Bangladesh : l’économiste Muhammad Yunus, prix Nobel de la paix en 2006, a été déclaré coupable dans une affaire de droit du travail

Muhammad Yunus avait reçu le prestigieux prix Nobel de la paix en 2006 pour ses actions en matière de microcrédit dans les pays en développement. Ses partisans dénoncent un verdict motivé par des raisons politiques, alors que la Première ministre, Sheikh Hasina, a accusé le populaire économiste de « sucer le sang » des pauvres.

Le lauréat du prix Nobel de la paix, Muhammad Yunus, a été jugé coupable lundi d’avoir enfreint le droit du travail au Bangladesh, a rapporté un procureur à l’AFP, dans une affaire que ses partisans considèrent comme motivée par des raisons politiques. Il devra passer six mois en prison.

«Le professeur Yunus et trois des ses collègues de « Grameen Telecom » ont été jugés coupables au titre des lois sur le travail et condamnés à six mois d’emprisonnement», a déclaré le procureur Khurshid Alam Khan. Les quatre personnes mises en cause ont immédiatement été libérées sous caution dans l’attente de l’appel, a-t-il ajouté.

« Ce verdict est sans précédent », a déclaré à l’AFP Abdullah al-Mamun, l’un de des avocats du prix nobel de la paix. « Nous n’avons pas obtenu justice. » Khaja Tanvir, un autre avocat de l’économiste interrogé par l’AFP, évoque une affaire « sans valeur, fausse et injustifiée (…). Le seul but de ce dossier est de le harceler et de l’humilier devant le monde entier ».

Pas de fonds de prévoyance

L’économiste, lauréat du prix Nobel de la paix en 2006, et ses trois collaborateurs étaient accusés de ne pas avoir créé de fonds de prévoyance au sein de l’entreprise, fondée par Muhammad Yunus, et d’avoir ainsi enfreint le droit du travail. Ils rejettent ces accusations.

Muhammad Yunus fait l’objet d’une centaine d’autres accusations concernant des violations supposées du droit du travail et des allégations de corruption. En novembre dernier, il avait déclaré aux journalistes qu’il n’avait profité d’aucune des plus de 50 entreprises qu’il avait créées au Bangladesh. « Elles n’étaient pas destinées à mon bénéfice personnel, qu’il s’agisse de la « Grameen Bank » ou de nombreuses autres organisations ». Les partisans et soutiens du prix Nobel dénoncent des procédures judiciaires lancées pour des raisons politiques.

Une rivalité politique?

Muhammad Yunus, 83 ans, est reconnu pour avoir sorti des millions de personnes de la pauvreté grâce à sa banque de microcrédit pionnière, mais il s’est brouillé avec la première ministre Sheikh Hasina, qui l’a accusé de «sucer le sang» des pauvres.

L’économiste a été considéré, sur la scène politique, comme un rival de Sheikh Hasina, pratiquement assurée de décrocher un cinquième mandat lors des élections législatives qui doivent se tenir ce dimanche 7 janvier et que boycotte l’opposition.

Des critiques accusent les tribunaux du pays d’approuver les yeux fermés les décisions du gouvernement de Sheikh Hasina, de plus en plus ferme dans sa répression de l’opposition politique. En août, 160 personnalités internationales, dont l’ancien président états-unien Barack Obama et l’ex-secrétaire général des Nations Unies, Ban Ki-moon, avaient publié une lettre ouverte commune dénonçant le « harcèlement judiciaire continu » dont est victime le pionnier du microcrédit.

--- Consigne ---
Pour chacune des affirmations ci-dessous, dites si elle concorde avec l'article sur la condamnation de Muhammad Yunus, en répondant par oui ou par non et en citant mot pour mot les termes du texte qui tranchent.
1. Muhammad Yunus a été condamné à six mois de prison.
2. Les quatre personnes condamnées sont restées en détention en attendant l'appel.
3. Barack Obama figure parmi les signataires de la lettre ouverte publiée en août.
Les enregistrements qui suivent proviennent d'une autre source.

--- Extraits de données ---
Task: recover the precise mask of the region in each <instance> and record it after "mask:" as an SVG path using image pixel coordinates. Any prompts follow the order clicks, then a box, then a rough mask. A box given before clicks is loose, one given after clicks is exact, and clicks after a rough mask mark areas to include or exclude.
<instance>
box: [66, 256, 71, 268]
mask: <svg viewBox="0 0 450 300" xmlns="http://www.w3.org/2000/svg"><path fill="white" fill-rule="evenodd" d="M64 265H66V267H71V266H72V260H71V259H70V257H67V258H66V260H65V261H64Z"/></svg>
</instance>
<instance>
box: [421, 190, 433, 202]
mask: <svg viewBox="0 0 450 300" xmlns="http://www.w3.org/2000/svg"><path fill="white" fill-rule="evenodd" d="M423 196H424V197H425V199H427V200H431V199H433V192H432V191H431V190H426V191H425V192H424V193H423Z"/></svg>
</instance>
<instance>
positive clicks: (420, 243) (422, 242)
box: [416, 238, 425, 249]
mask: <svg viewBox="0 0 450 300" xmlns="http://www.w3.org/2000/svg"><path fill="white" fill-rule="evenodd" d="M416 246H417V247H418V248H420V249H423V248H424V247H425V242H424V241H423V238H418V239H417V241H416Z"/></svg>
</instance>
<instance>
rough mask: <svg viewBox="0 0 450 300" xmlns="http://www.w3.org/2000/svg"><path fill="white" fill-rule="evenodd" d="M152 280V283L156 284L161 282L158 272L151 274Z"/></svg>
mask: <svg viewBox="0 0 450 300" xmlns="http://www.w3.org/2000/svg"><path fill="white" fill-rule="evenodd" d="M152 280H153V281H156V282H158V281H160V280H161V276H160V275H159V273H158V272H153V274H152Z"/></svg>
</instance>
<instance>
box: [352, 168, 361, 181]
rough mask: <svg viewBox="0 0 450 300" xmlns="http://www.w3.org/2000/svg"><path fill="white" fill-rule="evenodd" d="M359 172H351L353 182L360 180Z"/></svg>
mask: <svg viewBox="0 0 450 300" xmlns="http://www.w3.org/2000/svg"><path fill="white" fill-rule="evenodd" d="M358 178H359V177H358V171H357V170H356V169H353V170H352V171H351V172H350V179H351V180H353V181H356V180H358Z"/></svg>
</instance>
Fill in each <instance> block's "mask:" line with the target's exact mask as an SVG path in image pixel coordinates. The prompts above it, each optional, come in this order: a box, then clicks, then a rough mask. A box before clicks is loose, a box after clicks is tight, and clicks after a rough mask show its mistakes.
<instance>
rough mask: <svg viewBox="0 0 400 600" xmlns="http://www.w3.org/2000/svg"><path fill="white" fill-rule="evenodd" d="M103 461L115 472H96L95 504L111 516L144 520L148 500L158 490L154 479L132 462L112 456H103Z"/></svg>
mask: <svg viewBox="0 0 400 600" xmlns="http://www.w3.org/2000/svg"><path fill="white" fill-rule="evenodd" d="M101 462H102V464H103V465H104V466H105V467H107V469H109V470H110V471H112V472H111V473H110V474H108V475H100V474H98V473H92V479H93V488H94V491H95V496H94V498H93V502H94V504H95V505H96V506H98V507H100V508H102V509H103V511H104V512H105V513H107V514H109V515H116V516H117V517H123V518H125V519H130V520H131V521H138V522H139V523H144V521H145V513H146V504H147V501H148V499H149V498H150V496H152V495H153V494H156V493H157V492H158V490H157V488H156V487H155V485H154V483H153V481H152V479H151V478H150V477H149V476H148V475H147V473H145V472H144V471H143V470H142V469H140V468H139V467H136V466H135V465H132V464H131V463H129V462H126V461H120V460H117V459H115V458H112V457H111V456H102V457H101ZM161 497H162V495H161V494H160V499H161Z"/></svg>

--- Résultat obtenu ---
1. Oui : « Il devra passer six mois en prison. »
2. Non : « Les quatre personnes mises en cause ont immédiatement été libérées sous caution dans l’attente de l’appel »
3. Oui : « 160 personnalités internationales, dont l’ancien président états-unien Barack Obama »